But the Biden administration knows this. The flooding of our nation with illegal aliens is one aspect of Joe Biden’s and his predecessor and BFF/mentor, ex-President Barack Obama’s (D), promises to fundamentally transform America.

A Critical Item

President Joe Biden (D) wants half the new cars sold in the US to be electric, and he wants and 500,000 new charging stations for them, both by 2030. He considers reliable EV charging stations to be critical to getting us switched over to battery cars.

Charging stations are necessary (assuming the switchover itself is necessary; it’s not, but that’s a separate story), but they’re far from sufficient. The important thing here is reliable electricity running to each charging station—electricity from the grid. But that requires hydrocarbon-powered electricity generating plants, and it requires the electric grid, itself barely able to handle current loads—see the rolling blackouts that are routine in California and that have become a risk in Texas—to be upgraded to handle the vastly increased loads imposed by all those battery-powered vehicles, whether charged at the charging stations or in the home garage.

Also necessary, but not sufficient even in concert with the above, is an adequate definition of “fast charging.” If a battery-powered vehicle cannot be charged to the 400-mile range of a full gasoline tank in substantially the same 5 minutes it takes to “charge” that gasoline tank to an internal combustion engine-powered car to a 400-mile range, the battery-powered vehicle will remain impractical.

The true Critical Items, then, are at the origin and near-origin: deregulating domestic oil and natural gas production and deregulated electricity generation so there will be energy to put onto that upgraded grid.

“New Dems are ready to deliver”

That’s what Congressman Scott Peters (D, CA) claims in his Thursday Fox News op-ed. But deliver on what? And deliver how?

Last year, our country was still recovering from the twin COVID-19 economic and public health crises.

Our economy had been recovering—burgeoning—from the Wuhan Virus’ (and Government’s reaction to it) impact on it since 2020 late summer, and we’d been recovering from the Wuhan Virus situation itself since roughly the same time frame as palliatives and treatment techniques were developed, and then as two vaccines aimed specifically at the virus were developed and approved for emergency use.

(DATA PROVIDED):
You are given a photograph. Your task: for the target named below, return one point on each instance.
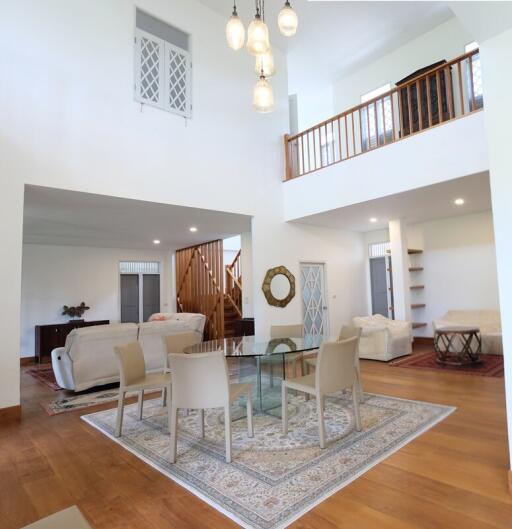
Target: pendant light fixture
(263, 96)
(265, 64)
(257, 33)
(287, 20)
(235, 31)
(258, 44)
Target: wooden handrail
(431, 98)
(234, 283)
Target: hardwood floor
(452, 477)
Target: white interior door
(314, 305)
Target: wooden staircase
(233, 296)
(231, 315)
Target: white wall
(446, 41)
(54, 276)
(496, 52)
(247, 275)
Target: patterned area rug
(44, 374)
(273, 479)
(87, 400)
(491, 365)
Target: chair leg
(140, 404)
(321, 424)
(120, 410)
(173, 426)
(227, 429)
(357, 413)
(201, 423)
(307, 368)
(250, 425)
(284, 407)
(168, 404)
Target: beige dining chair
(335, 371)
(133, 377)
(287, 331)
(347, 331)
(201, 381)
(177, 343)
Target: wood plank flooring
(452, 477)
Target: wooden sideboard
(48, 337)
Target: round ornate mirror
(279, 286)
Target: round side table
(458, 346)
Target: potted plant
(75, 312)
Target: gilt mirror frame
(267, 291)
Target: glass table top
(251, 346)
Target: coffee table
(458, 346)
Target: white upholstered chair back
(199, 380)
(350, 331)
(91, 350)
(131, 363)
(335, 365)
(178, 342)
(287, 331)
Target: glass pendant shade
(265, 64)
(235, 32)
(287, 20)
(263, 97)
(257, 37)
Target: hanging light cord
(260, 9)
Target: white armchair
(382, 338)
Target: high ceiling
(338, 36)
(55, 216)
(418, 205)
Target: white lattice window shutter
(149, 69)
(177, 80)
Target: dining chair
(287, 331)
(177, 343)
(347, 331)
(201, 381)
(335, 371)
(133, 377)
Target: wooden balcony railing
(444, 93)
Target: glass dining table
(263, 362)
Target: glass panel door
(129, 298)
(314, 306)
(150, 295)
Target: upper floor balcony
(406, 138)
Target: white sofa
(382, 338)
(488, 321)
(87, 359)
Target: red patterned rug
(44, 374)
(491, 365)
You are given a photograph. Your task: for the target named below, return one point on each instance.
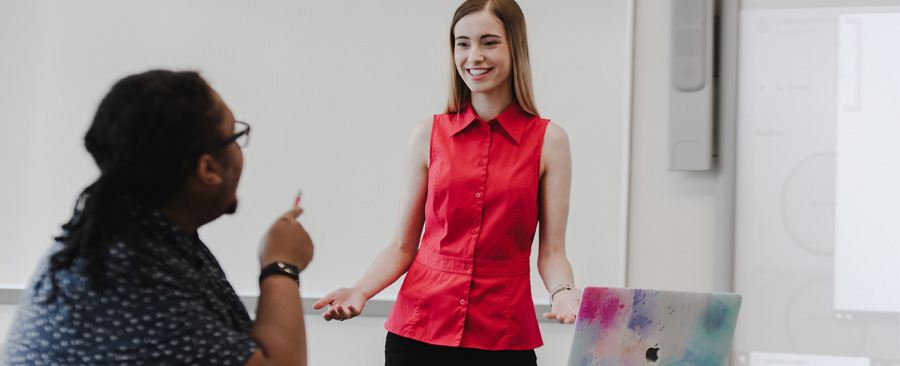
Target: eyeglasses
(241, 135)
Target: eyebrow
(482, 37)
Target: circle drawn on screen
(807, 204)
(812, 326)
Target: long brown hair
(509, 13)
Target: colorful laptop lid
(625, 327)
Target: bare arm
(394, 260)
(555, 185)
(278, 328)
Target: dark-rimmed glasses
(241, 135)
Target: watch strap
(280, 268)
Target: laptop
(624, 327)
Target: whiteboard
(332, 90)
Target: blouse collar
(512, 120)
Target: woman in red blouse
(480, 178)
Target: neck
(489, 105)
(189, 214)
(182, 217)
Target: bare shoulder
(420, 142)
(555, 137)
(422, 129)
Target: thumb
(294, 212)
(323, 301)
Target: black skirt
(401, 351)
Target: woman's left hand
(565, 306)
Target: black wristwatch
(281, 268)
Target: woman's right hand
(343, 303)
(287, 241)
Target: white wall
(672, 214)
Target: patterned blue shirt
(175, 308)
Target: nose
(477, 54)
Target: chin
(232, 208)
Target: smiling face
(232, 158)
(481, 54)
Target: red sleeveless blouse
(469, 285)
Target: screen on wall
(817, 200)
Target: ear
(209, 170)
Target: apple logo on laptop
(653, 353)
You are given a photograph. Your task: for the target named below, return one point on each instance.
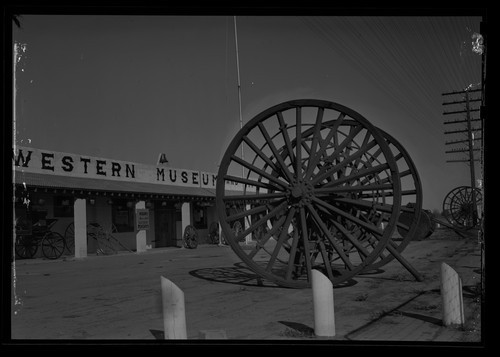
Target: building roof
(90, 185)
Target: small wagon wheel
(459, 206)
(69, 238)
(25, 246)
(53, 245)
(213, 233)
(190, 237)
(298, 194)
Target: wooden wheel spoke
(370, 227)
(246, 213)
(293, 252)
(286, 137)
(357, 188)
(259, 171)
(327, 171)
(283, 166)
(268, 186)
(261, 221)
(353, 240)
(322, 226)
(358, 174)
(314, 159)
(281, 239)
(255, 197)
(298, 145)
(260, 244)
(305, 240)
(326, 260)
(259, 152)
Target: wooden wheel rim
(293, 199)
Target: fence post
(324, 314)
(451, 292)
(174, 313)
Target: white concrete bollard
(451, 292)
(324, 314)
(174, 313)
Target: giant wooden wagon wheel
(328, 201)
(411, 193)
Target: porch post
(80, 219)
(140, 236)
(185, 217)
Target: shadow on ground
(239, 274)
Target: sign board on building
(142, 218)
(50, 162)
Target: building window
(123, 215)
(200, 217)
(63, 206)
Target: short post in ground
(174, 312)
(451, 292)
(324, 315)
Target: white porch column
(185, 216)
(248, 222)
(140, 236)
(80, 219)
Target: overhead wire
(375, 46)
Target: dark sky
(130, 87)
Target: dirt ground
(118, 297)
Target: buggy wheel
(190, 237)
(69, 238)
(213, 233)
(25, 247)
(53, 245)
(460, 206)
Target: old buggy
(33, 231)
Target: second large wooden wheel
(319, 206)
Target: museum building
(72, 191)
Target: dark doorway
(165, 232)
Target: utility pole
(469, 131)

(ABOUT THIS TASK): Write out the commentary word for word, starting at "The true Critical" and ending at "public health crises.". Draw only on the commentary itself.

(WORKED SOLUTION):
The true Critical Items, then, are at the origin and near-origin: deregulating domestic oil and natural gas production and deregulated electricity generation so there will be energy to put onto that upgraded grid.

“New Dems are ready to deliver”

That’s what Congressman Scott Peters (D, CA) claims in his Thursday Fox News op-ed. But deliver on what? And deliver how?

Last year, our country was still recovering from the twin COVID-19 economic and public health crises.